>> begin
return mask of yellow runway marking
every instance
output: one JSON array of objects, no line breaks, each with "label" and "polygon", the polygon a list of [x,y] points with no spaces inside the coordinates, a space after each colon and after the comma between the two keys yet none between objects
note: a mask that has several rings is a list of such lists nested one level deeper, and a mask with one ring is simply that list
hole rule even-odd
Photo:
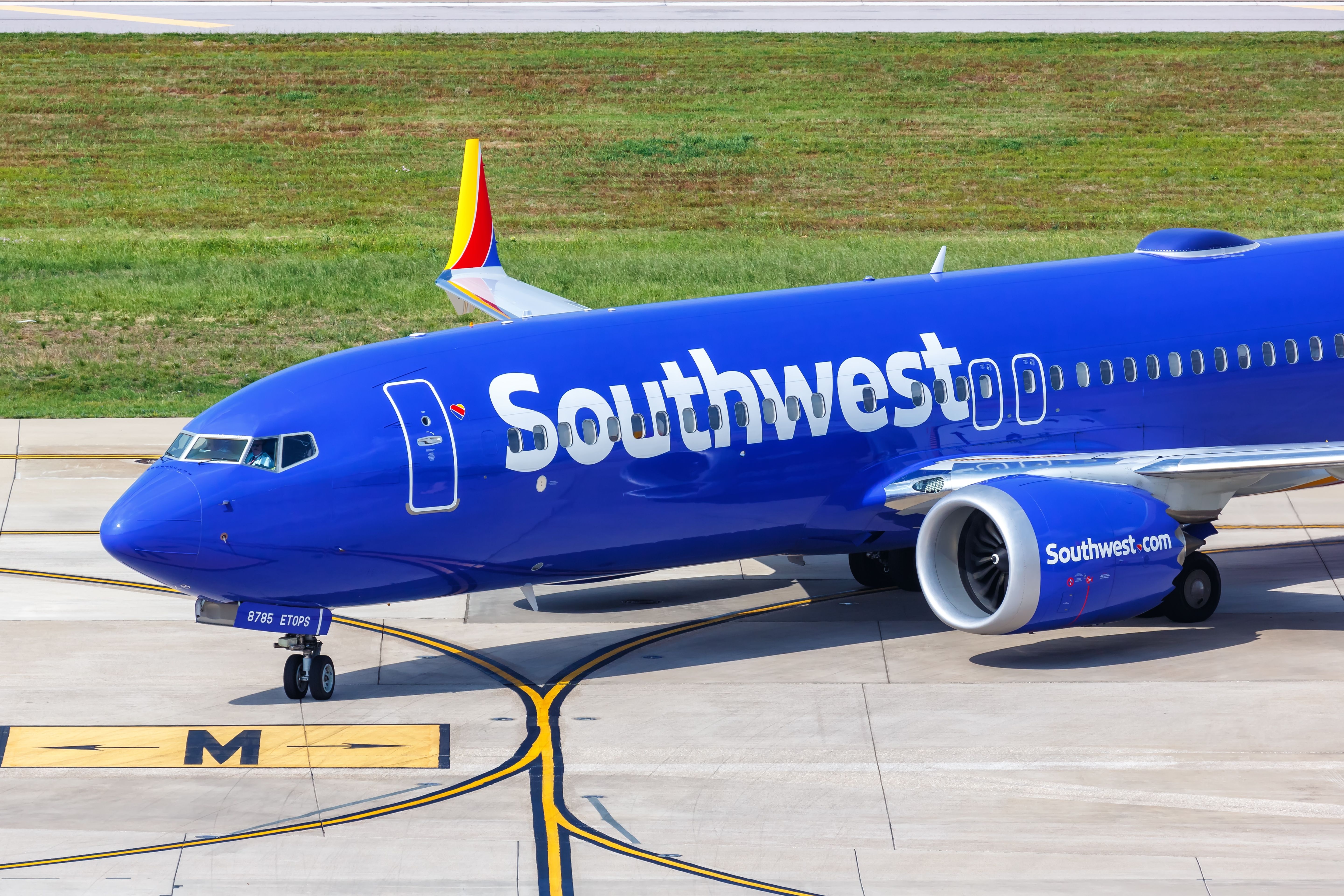
[{"label": "yellow runway marking", "polygon": [[13,725],[0,768],[448,768],[448,725]]},{"label": "yellow runway marking", "polygon": [[98,535],[98,529],[3,529],[0,535]]},{"label": "yellow runway marking", "polygon": [[[19,9],[19,7],[0,7]],[[0,454],[0,461],[157,461],[163,454]]]},{"label": "yellow runway marking", "polygon": [[0,574],[4,575],[31,575],[35,579],[56,579],[58,582],[87,582],[89,584],[116,584],[122,588],[142,588],[145,591],[164,591],[167,594],[176,594],[185,596],[177,588],[169,588],[167,584],[149,584],[146,582],[124,582],[122,579],[99,579],[93,575],[62,575],[60,572],[39,572],[36,570],[5,570],[0,567]]},{"label": "yellow runway marking", "polygon": [[117,21],[148,21],[156,26],[184,26],[187,28],[228,28],[218,21],[188,21],[185,19],[156,19],[155,16],[124,16],[117,12],[85,12],[83,9],[51,9],[50,7],[0,5],[9,12],[44,12],[48,16],[81,16],[83,19],[116,19]]}]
>> end
Directions for this task: Copy the entries out again with "every instance" replaced by "all instances" and nothing else altered. Omit the pictures.

Answer for this exercise:
return mask of yellow runway marking
all instances
output: one JSON array of objects, no line breaks, each with "label" and "polygon", the polygon a list of [x,y] points with no spaces inside the coordinates, a space after each colon and after the comma between the two keys yet none between objects
note: a mask that has several rings is a list of such lists nested one level deeper, and a mask with one ring is simply that list
hole rule even-odd
Photo:
[{"label": "yellow runway marking", "polygon": [[13,725],[0,768],[448,768],[448,725]]},{"label": "yellow runway marking", "polygon": [[98,535],[98,529],[3,529],[0,535]]},{"label": "yellow runway marking", "polygon": [[[19,9],[19,7],[0,7]],[[0,454],[0,461],[157,461],[163,454]]]},{"label": "yellow runway marking", "polygon": [[0,574],[4,575],[31,575],[35,579],[56,579],[58,582],[87,582],[89,584],[116,584],[122,588],[142,588],[145,591],[164,591],[167,594],[176,594],[185,596],[177,588],[169,588],[167,584],[149,584],[146,582],[124,582],[122,579],[99,579],[93,575],[62,575],[60,572],[39,572],[36,570],[5,570],[0,567]]},{"label": "yellow runway marking", "polygon": [[117,21],[148,21],[156,26],[184,26],[187,28],[228,28],[218,21],[188,21],[185,19],[156,19],[155,16],[124,16],[117,12],[85,12],[83,9],[51,9],[50,7],[0,5],[9,12],[44,12],[48,16],[81,16],[83,19],[116,19]]}]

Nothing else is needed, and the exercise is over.